» WHAT IS NEEDED: Set down the entries once more, exactly as given.

» RECORDS SHOWN:

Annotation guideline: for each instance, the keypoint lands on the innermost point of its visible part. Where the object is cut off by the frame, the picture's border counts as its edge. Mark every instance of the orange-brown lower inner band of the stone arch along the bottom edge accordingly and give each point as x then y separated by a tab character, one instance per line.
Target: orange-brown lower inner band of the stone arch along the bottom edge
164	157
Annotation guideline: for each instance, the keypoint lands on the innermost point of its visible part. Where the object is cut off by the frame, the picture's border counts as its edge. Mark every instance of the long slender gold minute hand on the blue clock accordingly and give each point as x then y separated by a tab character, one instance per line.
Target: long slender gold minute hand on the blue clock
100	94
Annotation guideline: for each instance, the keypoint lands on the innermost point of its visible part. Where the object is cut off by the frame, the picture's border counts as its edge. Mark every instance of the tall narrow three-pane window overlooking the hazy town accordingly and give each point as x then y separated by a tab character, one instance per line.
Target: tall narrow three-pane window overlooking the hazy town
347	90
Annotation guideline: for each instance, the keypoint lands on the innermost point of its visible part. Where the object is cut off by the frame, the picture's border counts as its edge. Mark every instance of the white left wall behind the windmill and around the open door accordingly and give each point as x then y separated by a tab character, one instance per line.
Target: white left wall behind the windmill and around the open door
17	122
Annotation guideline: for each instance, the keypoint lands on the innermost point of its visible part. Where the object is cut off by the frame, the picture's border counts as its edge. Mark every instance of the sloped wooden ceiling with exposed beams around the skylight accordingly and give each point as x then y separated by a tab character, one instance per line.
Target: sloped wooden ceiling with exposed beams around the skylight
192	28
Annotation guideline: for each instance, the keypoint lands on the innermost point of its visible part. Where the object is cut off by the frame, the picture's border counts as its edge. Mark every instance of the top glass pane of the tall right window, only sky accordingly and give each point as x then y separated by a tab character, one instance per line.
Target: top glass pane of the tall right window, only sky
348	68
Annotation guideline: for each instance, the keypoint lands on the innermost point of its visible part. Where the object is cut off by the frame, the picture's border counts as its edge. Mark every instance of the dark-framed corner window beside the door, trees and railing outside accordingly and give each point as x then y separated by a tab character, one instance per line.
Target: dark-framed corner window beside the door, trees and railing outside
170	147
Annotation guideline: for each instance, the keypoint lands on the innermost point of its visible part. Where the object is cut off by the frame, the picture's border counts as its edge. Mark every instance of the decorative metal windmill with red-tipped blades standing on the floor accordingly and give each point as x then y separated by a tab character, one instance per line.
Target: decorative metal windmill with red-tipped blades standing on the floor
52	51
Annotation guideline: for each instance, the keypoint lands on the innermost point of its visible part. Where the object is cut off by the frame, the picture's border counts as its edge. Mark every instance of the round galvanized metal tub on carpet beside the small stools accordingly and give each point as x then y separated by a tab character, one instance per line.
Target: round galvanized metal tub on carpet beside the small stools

» RESPONSE:
Annotation guideline: for each instance, the keypoint lands on the innermost point of its visible part. Where the object is cut off by the frame, the picture's border counts as its edge. Mark every instance of the orange-brown lower inner band of the stone arch along the bottom edge accordingly and give each point as x then y separated by a tab character, one instance per line.
Target: orange-brown lower inner band of the stone arch along the bottom edge
164	157
Annotation guideline: for each instance, the keypoint lands on the innermost point of its visible part. Where the object is cut off by the frame, the picture's border counts as its edge. Mark every instance of the long slender gold minute hand on the blue clock accordingly and give each point as x then y separated by a tab character, one instance per line.
Target: long slender gold minute hand on the blue clock
100	94
Annotation guideline: for each instance, the keypoint lands on the innermost point of its visible part. Where the object is cut off by the frame, the picture's border counts as its edge. Mark every instance of the tall narrow three-pane window overlooking the hazy town accordingly and give each point as x then y separated by a tab character, one instance per line.
Target: tall narrow three-pane window overlooking the hazy town
347	90
Annotation guideline: for each instance, the keypoint lands on the innermost point of its visible part. Where the object is cut off by the frame, the picture's border counts as its edge. Mark every instance of the white left wall behind the windmill and around the open door accordingly and give each point as x then y separated by a tab character, one instance per line.
Target: white left wall behind the windmill and around the open door
17	122
Annotation guideline: for each instance, the keypoint lands on the innermost point of its visible part. Where the object is cut off by the frame, the picture's border counts as its edge. Mark every instance of the sloped wooden ceiling with exposed beams around the skylight accordingly and give each point as x then y separated by a tab character, one instance per line.
Target: sloped wooden ceiling with exposed beams around the skylight
192	28
Annotation guideline: for each instance, the keypoint lands on the innermost point of its visible part. Where the object is cut off by the frame, the picture's border counts as its edge. Mark every instance of the top glass pane of the tall right window, only sky accordingly and give each point as x then y separated by a tab character, one instance per line.
Target: top glass pane of the tall right window, only sky
348	68
Annotation guideline: for each instance, the keypoint lands on the innermost point of its visible part. Where the object is cut off by the frame, the picture's border counts as its edge. Mark every instance of the dark-framed corner window beside the door, trees and railing outside accordingly and give each point as x then y separated by a tab character, one instance per line.
Target: dark-framed corner window beside the door, trees and railing outside
170	147
Annotation guideline: for each instance, the keypoint lands on the innermost point of its visible part. Where the object is cut off by the frame, the picture's border counts as its edge. Mark every instance of the decorative metal windmill with red-tipped blades standing on the floor accordingly and give each point as x then y separated by a tab character, one instance per line.
Target: decorative metal windmill with red-tipped blades standing on the floor
52	51
Annotation guideline: for each instance, the keypoint lands on the innermost point of its visible part. Where the object is cut off by the frame, the picture's border counts as its edge. Mark every instance of the round galvanized metal tub on carpet beside the small stools accordingly and give each point as x then y separated by a tab character, one instance per line.
Target: round galvanized metal tub on carpet beside the small stools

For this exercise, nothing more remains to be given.